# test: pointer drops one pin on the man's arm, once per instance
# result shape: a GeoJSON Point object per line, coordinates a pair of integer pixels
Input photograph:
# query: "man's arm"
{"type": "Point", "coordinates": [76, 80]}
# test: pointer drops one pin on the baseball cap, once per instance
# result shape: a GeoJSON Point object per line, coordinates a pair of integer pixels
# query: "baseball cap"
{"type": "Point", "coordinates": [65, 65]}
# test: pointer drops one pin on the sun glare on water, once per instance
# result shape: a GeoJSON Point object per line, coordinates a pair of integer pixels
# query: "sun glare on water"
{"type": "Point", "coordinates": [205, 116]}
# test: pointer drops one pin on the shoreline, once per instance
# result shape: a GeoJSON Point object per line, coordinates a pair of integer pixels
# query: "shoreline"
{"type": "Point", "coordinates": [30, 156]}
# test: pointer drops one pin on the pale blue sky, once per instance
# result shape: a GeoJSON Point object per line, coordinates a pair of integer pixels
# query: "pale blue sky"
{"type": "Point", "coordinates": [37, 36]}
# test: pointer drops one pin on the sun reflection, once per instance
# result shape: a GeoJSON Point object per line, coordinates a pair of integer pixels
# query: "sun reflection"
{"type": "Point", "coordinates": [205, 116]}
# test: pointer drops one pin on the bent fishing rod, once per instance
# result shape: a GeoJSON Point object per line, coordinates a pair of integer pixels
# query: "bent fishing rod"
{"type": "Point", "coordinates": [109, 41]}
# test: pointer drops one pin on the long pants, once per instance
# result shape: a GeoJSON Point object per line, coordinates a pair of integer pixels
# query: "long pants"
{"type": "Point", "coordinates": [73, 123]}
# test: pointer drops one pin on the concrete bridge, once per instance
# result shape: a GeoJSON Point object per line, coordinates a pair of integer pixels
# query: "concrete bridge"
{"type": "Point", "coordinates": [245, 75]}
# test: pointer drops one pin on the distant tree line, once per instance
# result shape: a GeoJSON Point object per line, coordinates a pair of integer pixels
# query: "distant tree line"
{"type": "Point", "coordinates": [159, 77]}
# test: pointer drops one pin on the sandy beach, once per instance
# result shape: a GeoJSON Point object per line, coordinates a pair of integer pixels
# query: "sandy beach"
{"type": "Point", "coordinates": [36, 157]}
• • • •
Transcribe the records above exactly, but only from the line that contains "# test: pointer drops one pin on the distant" through their final line, inclusive.

# test: pointer drops one pin on the distant tree line, once per instance
# result shape: a GeoJSON Point object per line, coordinates a pair of integer pixels
# query: "distant tree line"
{"type": "Point", "coordinates": [159, 77]}
# test: pointer drops one pin on the sandy beach, once per instance
# result shape: a GeoJSON Point object per line, coordinates a pair of integer pixels
# query: "sandy beach"
{"type": "Point", "coordinates": [36, 157]}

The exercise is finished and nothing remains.